给定指令: 根据下文“阅读摘录”中多项式求和题目的说明，输出结果须精确到小数点后几位？

阅读摘录:

1002. A+B for Polynomials (25)

1002. A+B for Polynomials (25)

This time, you are supposed to find A+B where A and B are two polynomials.

Input

Each input file contains one test case. Each case occupies 2 lines, and each line contains the information of a polynomial: K N1 a_N1 N2 a_N2 ... NK a_NK, where K is the number of nonzero terms in the polynomial, Ni and a_Ni (i=1, 2, ..., K) are the exponents and coefficients, respectively. It is given that 1 <= K <= 10，0 <= NK < ... < N2 < N1 <=1000. 

Output

For each test case you should output the sum of A and B in one line, with the same format as the input. Notice that there must be NO extra space at the end of each line. Please be accurate to 1 decimal place.

所给数据:
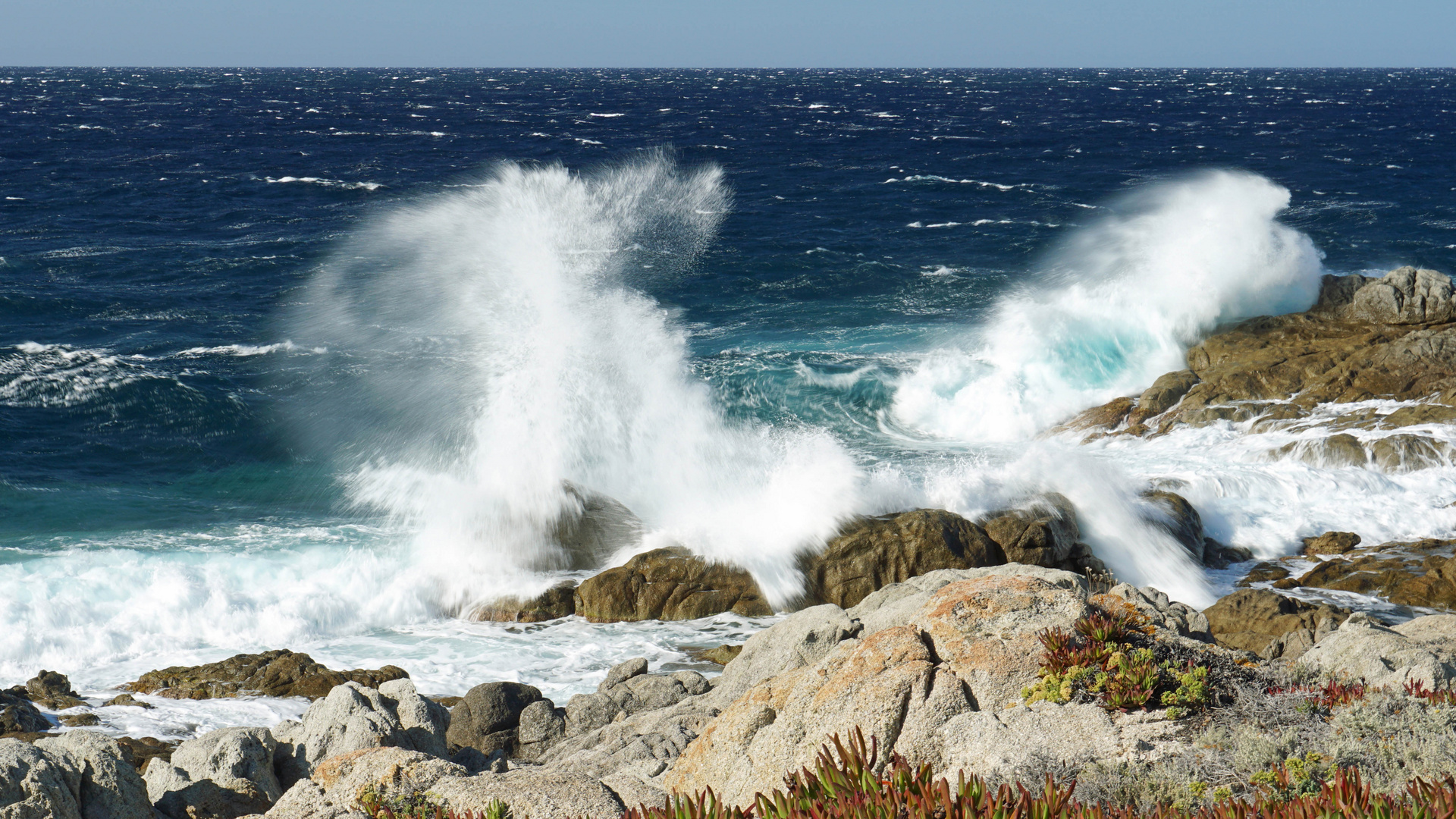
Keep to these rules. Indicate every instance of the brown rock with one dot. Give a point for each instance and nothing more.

参考解答: 输出结果须精确到小数点后1位。